[Exercise objective]
Nothing but the lines from the one with "Target: brown hill" down to the one with "Target: desert bush" should be returned, exactly and with both ends included, from the material below.

[Data provided]
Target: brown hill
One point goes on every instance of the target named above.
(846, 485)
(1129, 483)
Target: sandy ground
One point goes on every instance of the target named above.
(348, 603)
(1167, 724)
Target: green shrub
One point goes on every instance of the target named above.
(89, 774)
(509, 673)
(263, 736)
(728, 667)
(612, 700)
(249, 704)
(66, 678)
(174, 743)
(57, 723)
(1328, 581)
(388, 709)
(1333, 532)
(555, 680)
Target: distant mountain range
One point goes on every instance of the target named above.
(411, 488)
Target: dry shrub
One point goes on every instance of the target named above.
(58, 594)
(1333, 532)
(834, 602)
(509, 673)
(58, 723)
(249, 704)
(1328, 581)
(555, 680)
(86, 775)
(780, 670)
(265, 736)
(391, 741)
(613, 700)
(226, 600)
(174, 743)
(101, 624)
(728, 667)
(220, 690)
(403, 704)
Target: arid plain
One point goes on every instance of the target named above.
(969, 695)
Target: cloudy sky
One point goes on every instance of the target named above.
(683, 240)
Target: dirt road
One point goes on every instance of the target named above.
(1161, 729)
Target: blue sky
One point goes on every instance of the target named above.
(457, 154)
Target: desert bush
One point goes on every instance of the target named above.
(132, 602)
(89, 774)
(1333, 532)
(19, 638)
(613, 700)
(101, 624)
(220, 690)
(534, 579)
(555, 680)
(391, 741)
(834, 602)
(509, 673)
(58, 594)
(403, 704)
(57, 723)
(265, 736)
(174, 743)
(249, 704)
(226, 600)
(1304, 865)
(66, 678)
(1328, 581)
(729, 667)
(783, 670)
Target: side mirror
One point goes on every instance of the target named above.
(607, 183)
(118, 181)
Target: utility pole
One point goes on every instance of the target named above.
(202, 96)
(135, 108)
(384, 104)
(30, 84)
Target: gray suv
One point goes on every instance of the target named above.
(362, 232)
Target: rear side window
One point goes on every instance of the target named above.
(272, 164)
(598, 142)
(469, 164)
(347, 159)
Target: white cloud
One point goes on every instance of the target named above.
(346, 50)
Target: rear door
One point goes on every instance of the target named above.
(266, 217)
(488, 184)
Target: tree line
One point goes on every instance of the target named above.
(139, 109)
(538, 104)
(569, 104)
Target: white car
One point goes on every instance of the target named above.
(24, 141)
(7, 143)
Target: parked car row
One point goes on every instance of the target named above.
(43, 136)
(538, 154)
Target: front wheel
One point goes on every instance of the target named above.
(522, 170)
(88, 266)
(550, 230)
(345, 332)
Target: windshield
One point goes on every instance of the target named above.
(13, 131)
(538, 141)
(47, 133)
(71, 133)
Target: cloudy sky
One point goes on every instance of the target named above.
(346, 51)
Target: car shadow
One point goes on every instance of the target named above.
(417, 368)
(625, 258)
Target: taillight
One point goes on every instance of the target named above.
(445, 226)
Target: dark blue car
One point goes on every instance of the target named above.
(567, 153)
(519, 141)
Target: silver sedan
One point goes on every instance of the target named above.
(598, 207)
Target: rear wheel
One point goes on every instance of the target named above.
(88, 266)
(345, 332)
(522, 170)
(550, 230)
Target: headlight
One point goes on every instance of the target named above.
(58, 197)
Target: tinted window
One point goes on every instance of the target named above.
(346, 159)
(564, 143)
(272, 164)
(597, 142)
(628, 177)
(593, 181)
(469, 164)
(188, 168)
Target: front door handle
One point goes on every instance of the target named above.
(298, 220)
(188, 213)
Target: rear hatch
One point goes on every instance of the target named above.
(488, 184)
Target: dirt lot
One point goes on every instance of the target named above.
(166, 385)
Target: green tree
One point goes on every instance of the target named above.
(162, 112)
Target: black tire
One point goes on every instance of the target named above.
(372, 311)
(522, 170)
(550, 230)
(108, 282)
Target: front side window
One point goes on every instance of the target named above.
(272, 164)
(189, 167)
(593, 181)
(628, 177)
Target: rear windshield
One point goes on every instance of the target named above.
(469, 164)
--
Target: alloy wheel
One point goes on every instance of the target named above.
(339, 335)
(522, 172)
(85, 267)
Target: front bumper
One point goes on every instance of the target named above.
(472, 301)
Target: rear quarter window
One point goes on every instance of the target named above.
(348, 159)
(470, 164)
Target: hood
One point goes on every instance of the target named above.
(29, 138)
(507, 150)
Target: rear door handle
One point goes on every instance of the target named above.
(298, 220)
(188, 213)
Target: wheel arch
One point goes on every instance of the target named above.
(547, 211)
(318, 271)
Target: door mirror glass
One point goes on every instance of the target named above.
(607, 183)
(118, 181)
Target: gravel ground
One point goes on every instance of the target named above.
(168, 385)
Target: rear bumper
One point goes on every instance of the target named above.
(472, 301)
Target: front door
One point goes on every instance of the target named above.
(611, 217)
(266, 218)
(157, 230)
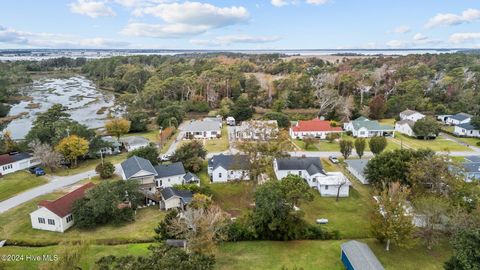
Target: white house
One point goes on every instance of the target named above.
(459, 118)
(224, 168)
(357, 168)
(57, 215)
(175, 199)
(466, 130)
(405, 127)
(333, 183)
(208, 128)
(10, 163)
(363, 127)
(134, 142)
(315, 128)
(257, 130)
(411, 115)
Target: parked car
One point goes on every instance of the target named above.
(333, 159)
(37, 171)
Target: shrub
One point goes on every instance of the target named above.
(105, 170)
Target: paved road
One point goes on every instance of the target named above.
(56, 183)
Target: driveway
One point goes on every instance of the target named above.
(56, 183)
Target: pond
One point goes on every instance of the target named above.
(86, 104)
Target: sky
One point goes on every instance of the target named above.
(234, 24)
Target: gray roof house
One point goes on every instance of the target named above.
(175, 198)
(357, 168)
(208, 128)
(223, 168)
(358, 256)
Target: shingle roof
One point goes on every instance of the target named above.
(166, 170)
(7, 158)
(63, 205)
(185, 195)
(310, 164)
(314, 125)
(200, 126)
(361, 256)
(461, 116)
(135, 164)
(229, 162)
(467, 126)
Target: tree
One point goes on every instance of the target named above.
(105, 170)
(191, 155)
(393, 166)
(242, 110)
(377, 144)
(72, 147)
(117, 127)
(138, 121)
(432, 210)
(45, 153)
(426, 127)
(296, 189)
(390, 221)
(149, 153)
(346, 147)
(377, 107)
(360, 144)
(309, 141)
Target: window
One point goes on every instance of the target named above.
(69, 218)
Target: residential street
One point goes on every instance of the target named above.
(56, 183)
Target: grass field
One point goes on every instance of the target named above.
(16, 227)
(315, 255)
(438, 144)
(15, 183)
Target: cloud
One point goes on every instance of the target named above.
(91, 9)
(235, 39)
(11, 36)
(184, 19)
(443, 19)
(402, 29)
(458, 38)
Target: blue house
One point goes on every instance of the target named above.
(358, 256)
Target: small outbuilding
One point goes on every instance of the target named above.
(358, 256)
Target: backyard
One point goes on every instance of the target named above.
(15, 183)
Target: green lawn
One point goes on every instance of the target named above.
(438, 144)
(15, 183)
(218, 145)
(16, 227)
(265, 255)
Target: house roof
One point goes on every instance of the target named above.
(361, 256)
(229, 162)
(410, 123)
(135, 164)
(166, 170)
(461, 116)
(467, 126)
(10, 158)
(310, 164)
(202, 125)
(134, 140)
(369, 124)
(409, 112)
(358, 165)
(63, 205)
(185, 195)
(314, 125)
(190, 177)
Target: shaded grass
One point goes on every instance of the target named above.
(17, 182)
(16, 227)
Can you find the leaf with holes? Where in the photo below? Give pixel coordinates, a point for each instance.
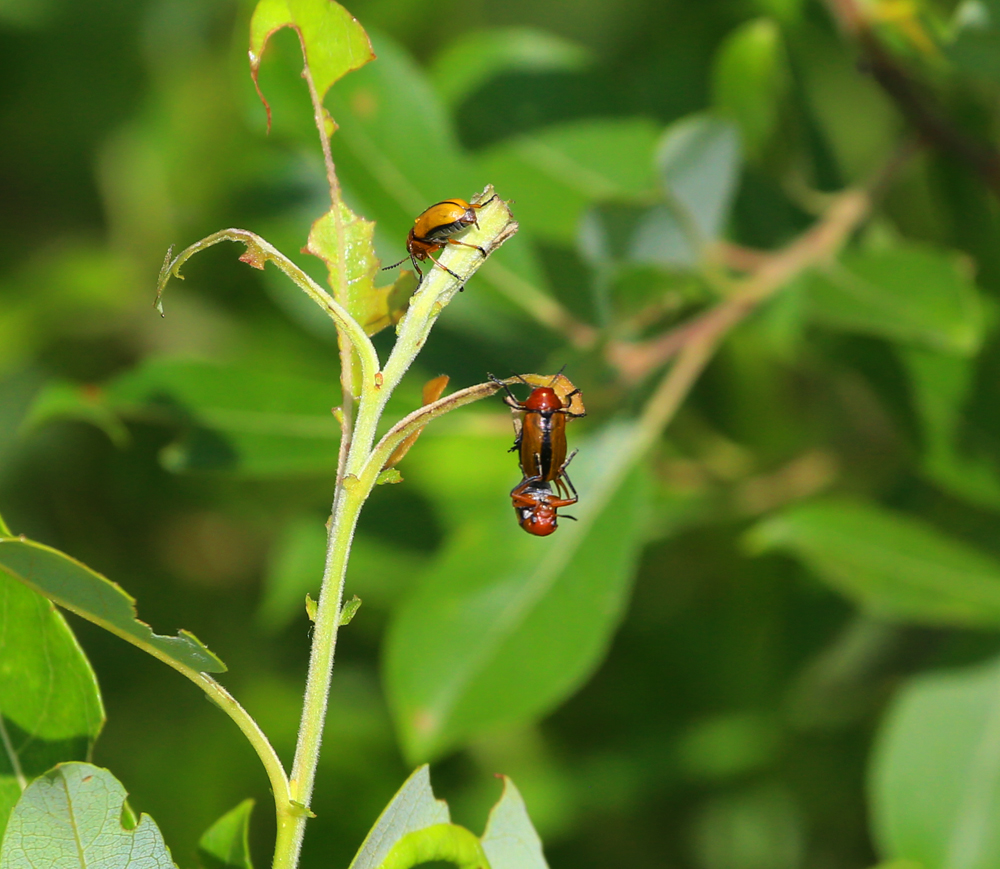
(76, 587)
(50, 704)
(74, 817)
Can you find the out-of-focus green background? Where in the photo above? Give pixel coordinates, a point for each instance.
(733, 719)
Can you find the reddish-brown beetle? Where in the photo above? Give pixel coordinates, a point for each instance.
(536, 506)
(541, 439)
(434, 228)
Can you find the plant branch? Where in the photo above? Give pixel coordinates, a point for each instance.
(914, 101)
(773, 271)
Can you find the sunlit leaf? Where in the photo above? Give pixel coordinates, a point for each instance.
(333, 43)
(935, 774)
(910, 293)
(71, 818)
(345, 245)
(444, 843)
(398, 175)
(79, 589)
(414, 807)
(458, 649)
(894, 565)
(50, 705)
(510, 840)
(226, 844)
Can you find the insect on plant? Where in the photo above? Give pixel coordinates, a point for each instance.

[Expected answer]
Target: brown hill
One point goes on every instance of the target named above.
(846, 485)
(1129, 483)
Target: sandy ground
One point goes on every instance of the target named above.
(348, 603)
(1167, 724)
Target: green shrub
One point goes on every instance of the target named above.
(89, 774)
(509, 673)
(263, 736)
(728, 667)
(612, 700)
(249, 704)
(66, 678)
(174, 743)
(57, 723)
(1328, 581)
(388, 709)
(1333, 532)
(555, 680)
Target: distant mountain range
One point goes on every instance of the target named above.
(411, 488)
Target: dry shrub
One point goes on every instance of the target named above.
(58, 594)
(1333, 532)
(834, 602)
(509, 673)
(58, 723)
(249, 704)
(1328, 581)
(555, 680)
(86, 775)
(780, 670)
(265, 736)
(391, 741)
(613, 700)
(226, 600)
(174, 743)
(101, 624)
(728, 667)
(220, 690)
(403, 704)
Target: arid plain
One point goes on every instance of the target named above.
(969, 695)
Target: cloudy sky
One point goes on every instance of the target named above.
(683, 240)
Target: dirt road
One point goes on every instance of the target named above.
(1161, 729)
Target: blue sky
One point goes on every instance of the target named above.
(457, 154)
Target: desert bush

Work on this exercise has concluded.